=== TO BE DONE ===
Convert the listing below into a Markdown table with the columns "Row" and "Listing line." Give each line its own numbered row, skip blank lines, and leave the pictures out of the answer.
* * * *
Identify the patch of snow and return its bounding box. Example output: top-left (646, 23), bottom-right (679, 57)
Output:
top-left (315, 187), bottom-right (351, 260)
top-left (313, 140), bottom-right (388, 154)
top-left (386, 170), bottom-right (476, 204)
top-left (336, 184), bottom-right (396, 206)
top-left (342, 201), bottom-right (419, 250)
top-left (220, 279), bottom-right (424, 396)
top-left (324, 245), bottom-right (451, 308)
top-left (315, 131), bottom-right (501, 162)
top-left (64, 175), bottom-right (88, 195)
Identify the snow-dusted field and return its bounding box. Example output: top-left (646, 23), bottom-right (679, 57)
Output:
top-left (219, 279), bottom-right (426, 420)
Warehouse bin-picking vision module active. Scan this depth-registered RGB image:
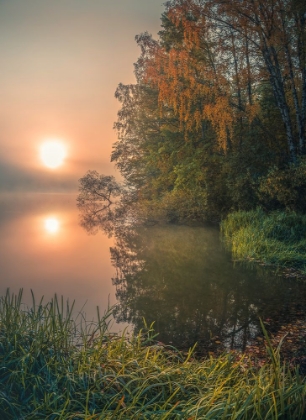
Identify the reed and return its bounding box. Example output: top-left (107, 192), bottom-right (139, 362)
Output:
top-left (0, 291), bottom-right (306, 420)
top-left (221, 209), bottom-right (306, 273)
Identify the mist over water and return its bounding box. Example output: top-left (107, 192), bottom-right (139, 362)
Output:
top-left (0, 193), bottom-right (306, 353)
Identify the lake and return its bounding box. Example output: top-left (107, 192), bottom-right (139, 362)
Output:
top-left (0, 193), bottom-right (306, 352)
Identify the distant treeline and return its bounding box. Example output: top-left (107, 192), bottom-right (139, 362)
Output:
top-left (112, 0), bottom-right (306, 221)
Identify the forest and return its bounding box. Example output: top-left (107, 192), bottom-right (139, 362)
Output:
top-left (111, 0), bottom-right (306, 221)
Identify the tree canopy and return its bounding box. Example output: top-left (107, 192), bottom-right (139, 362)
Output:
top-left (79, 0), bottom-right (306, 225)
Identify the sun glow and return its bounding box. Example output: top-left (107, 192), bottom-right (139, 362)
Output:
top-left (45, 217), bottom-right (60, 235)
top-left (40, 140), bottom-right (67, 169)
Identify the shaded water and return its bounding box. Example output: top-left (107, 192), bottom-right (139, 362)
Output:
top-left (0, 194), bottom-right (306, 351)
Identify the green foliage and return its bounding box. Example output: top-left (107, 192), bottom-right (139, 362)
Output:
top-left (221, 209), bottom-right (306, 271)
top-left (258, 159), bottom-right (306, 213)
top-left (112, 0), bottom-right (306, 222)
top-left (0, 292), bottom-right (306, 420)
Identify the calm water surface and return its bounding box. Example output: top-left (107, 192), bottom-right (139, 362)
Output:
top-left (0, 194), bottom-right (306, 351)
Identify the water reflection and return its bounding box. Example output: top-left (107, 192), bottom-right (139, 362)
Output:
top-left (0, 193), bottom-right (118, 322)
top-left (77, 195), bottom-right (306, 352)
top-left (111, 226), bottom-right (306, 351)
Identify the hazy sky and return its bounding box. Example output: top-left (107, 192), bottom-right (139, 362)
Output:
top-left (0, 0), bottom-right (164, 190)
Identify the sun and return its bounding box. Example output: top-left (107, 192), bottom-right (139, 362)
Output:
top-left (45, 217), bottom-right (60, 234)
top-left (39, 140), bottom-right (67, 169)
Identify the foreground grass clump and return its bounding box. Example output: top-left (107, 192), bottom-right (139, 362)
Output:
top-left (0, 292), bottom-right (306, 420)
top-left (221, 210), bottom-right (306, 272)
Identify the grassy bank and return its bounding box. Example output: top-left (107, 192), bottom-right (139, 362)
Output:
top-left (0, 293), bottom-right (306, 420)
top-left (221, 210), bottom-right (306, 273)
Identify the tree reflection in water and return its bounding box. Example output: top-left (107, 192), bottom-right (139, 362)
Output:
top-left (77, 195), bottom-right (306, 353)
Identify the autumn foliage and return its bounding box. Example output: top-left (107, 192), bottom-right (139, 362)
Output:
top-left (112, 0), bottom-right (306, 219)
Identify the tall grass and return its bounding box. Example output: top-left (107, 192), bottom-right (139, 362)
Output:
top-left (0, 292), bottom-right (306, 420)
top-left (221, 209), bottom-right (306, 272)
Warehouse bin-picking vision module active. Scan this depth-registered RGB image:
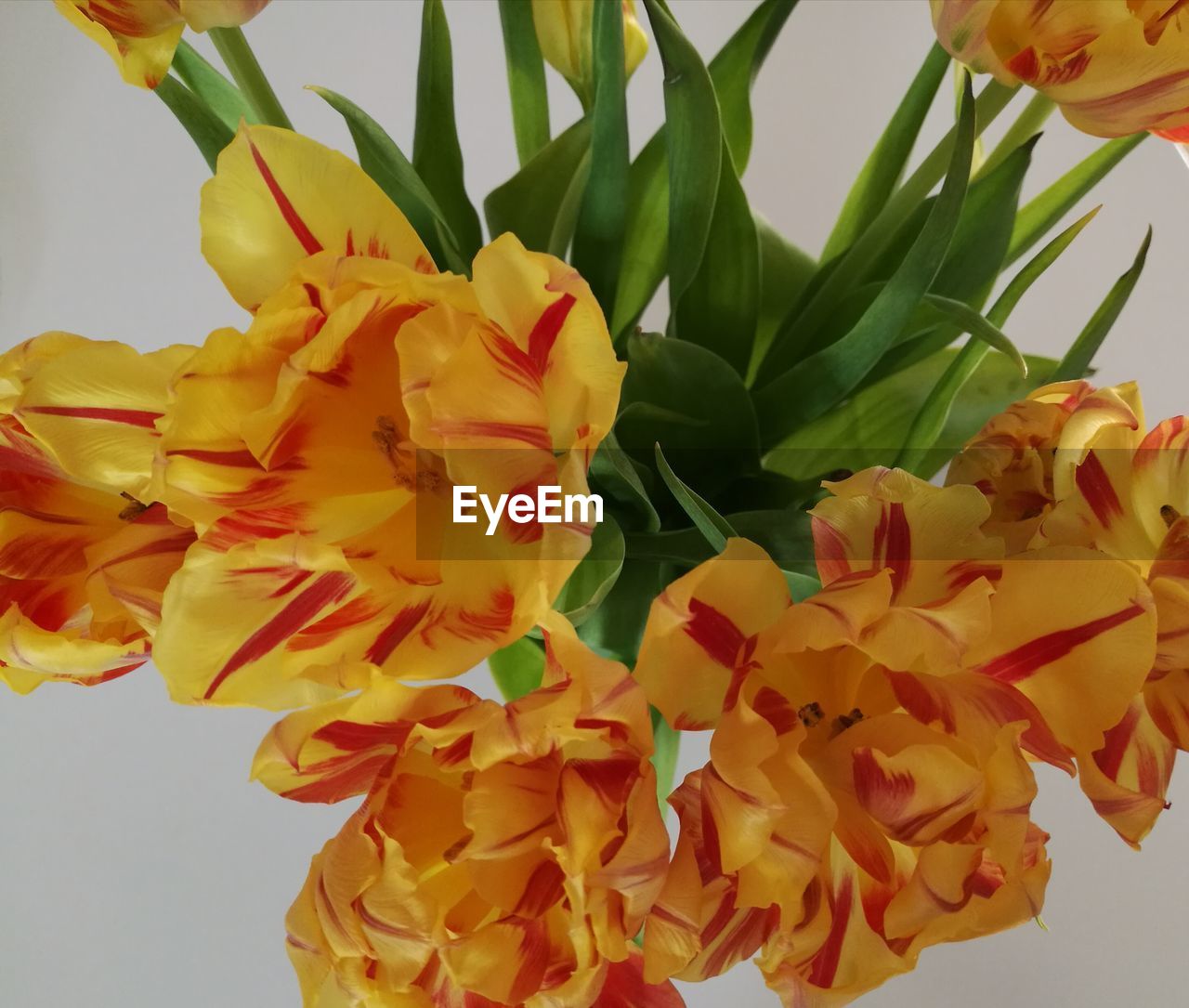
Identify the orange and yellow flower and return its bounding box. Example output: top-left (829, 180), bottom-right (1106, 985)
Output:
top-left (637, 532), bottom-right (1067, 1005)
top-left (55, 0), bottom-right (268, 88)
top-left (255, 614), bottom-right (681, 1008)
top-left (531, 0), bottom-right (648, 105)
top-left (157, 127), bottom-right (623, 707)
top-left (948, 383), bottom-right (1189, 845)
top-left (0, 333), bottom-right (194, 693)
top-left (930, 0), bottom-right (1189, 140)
* * * *
=== ANSWER TO THE PROBLEM ===
| Row | Listing line |
|---|---|
| 1 | Identify the patch of snow and return its bounding box. Example output: top-left (646, 23), bottom-right (679, 57) |
| 2 | Output: |
| 3 | top-left (315, 187), bottom-right (351, 260) |
| 4 | top-left (313, 140), bottom-right (388, 154) |
| 5 | top-left (386, 170), bottom-right (476, 204) |
| 6 | top-left (336, 184), bottom-right (396, 206) |
| 7 | top-left (342, 201), bottom-right (419, 250) |
| 8 | top-left (220, 279), bottom-right (424, 396) |
| 9 | top-left (324, 245), bottom-right (451, 308) |
| 10 | top-left (315, 131), bottom-right (501, 162) |
| 11 | top-left (64, 175), bottom-right (88, 195) |
| 12 | Identify the snow-dusted field and return its bounding box. Example output: top-left (646, 23), bottom-right (679, 57) |
| 13 | Output: |
| 14 | top-left (219, 279), bottom-right (426, 420) |
| 15 | Warehouse bin-picking vision module active. Scan this depth-registered RGB image: |
| 16 | Identify the reed and return its bounding box. Example output: top-left (107, 192), bottom-right (139, 362) |
| 17 | Output: |
| 18 | top-left (0, 291), bottom-right (306, 420) |
| 19 | top-left (221, 209), bottom-right (306, 273) |
| 20 | Identify the mist over water and return its bounding box. Example output: top-left (107, 192), bottom-right (139, 362) |
| 21 | Output: |
| 22 | top-left (0, 193), bottom-right (306, 353) |
| 23 | Identify the lake and return its bounding box. Example output: top-left (107, 192), bottom-right (139, 362) |
| 24 | Output: |
| 25 | top-left (0, 193), bottom-right (306, 352) |
| 26 | Identify the distant treeline and return its bounding box. Example output: top-left (107, 192), bottom-right (139, 362) |
| 27 | Output: |
| 28 | top-left (112, 0), bottom-right (306, 221) |
| 29 | Identify the forest and return its bounding box. Example output: top-left (107, 192), bottom-right (139, 362) |
| 30 | Output: |
| 31 | top-left (111, 0), bottom-right (306, 221) |
| 32 | Identify the tree canopy and return its bounding box. Example output: top-left (107, 192), bottom-right (139, 362) |
| 33 | Output: |
| 34 | top-left (79, 0), bottom-right (306, 225) |
| 35 | Identify the sun glow and return its bounding box. Example output: top-left (107, 192), bottom-right (139, 362) |
| 36 | Output: |
| 37 | top-left (45, 217), bottom-right (60, 235) |
| 38 | top-left (40, 140), bottom-right (67, 169) |
| 39 | Identify the shaded water and return its bounding box. Example output: top-left (107, 192), bottom-right (139, 362) |
| 40 | Output: |
| 41 | top-left (0, 194), bottom-right (306, 351) |
| 42 | Identify the green foliage and return its bounding box. Example output: top-left (107, 192), bottom-right (139, 362) |
| 43 | Output: |
| 44 | top-left (221, 209), bottom-right (306, 271) |
| 45 | top-left (258, 159), bottom-right (306, 213) |
| 46 | top-left (112, 0), bottom-right (306, 222) |
| 47 | top-left (0, 292), bottom-right (306, 420) |
| 48 | Identify the calm water surface and return its bounding box. Example output: top-left (107, 192), bottom-right (139, 362) |
| 49 | Output: |
| 50 | top-left (0, 194), bottom-right (306, 351) |
| 51 | Identify the water reflection and return its bounding box. Example output: top-left (107, 192), bottom-right (139, 362) |
| 52 | Output: |
| 53 | top-left (0, 193), bottom-right (118, 322) |
| 54 | top-left (77, 195), bottom-right (306, 352) |
| 55 | top-left (111, 226), bottom-right (306, 351) |
| 56 | Identify the hazy sky and return its bounding box. Example output: top-left (107, 192), bottom-right (139, 362) |
| 57 | Output: |
| 58 | top-left (0, 0), bottom-right (164, 190) |
| 59 | Identify the sun and return its bounding box. Example output: top-left (107, 192), bottom-right (139, 362) |
| 60 | Output: |
| 61 | top-left (45, 217), bottom-right (60, 234) |
| 62 | top-left (39, 140), bottom-right (67, 169) |
| 63 | Identify the foreground grass clump and return its bounding box. Example output: top-left (107, 192), bottom-right (139, 362) |
| 64 | Output: |
| 65 | top-left (0, 292), bottom-right (306, 420) |
| 66 | top-left (221, 210), bottom-right (306, 272) |
| 67 | Identify the grassy bank and return its bounding box. Example output: top-left (107, 192), bottom-right (139, 362) |
| 68 | Output: |
| 69 | top-left (0, 293), bottom-right (306, 420) |
| 70 | top-left (221, 210), bottom-right (306, 273) |
| 71 | Identify the tree reflection in water and return its bounding box. Example output: top-left (107, 192), bottom-right (139, 362) |
| 72 | Output: |
| 73 | top-left (77, 195), bottom-right (306, 353) |
| 74 | Identify the autumn foliage and return its bounding box. Example output: top-left (107, 192), bottom-right (139, 362) |
| 75 | Output: |
| 76 | top-left (112, 0), bottom-right (306, 219) |
| 77 | Identify the tall grass and return its bounding box. Example output: top-left (107, 192), bottom-right (139, 362) |
| 78 | Output: |
| 79 | top-left (0, 292), bottom-right (306, 420) |
| 80 | top-left (221, 209), bottom-right (306, 272) |
| 81 | Warehouse bin-picking vision module active. Scan this depth-registered RGB image: |
| 82 | Identify the orange and yellow flower and return its bounding box. Example output: top-left (829, 180), bottom-right (1106, 985) |
| 83 | Output: |
| 84 | top-left (637, 532), bottom-right (1067, 1005) |
| 85 | top-left (55, 0), bottom-right (268, 88) |
| 86 | top-left (255, 614), bottom-right (681, 1008) |
| 87 | top-left (531, 0), bottom-right (648, 105) |
| 88 | top-left (157, 127), bottom-right (623, 707) |
| 89 | top-left (948, 383), bottom-right (1189, 845) |
| 90 | top-left (0, 333), bottom-right (194, 693) |
| 91 | top-left (930, 0), bottom-right (1189, 140) |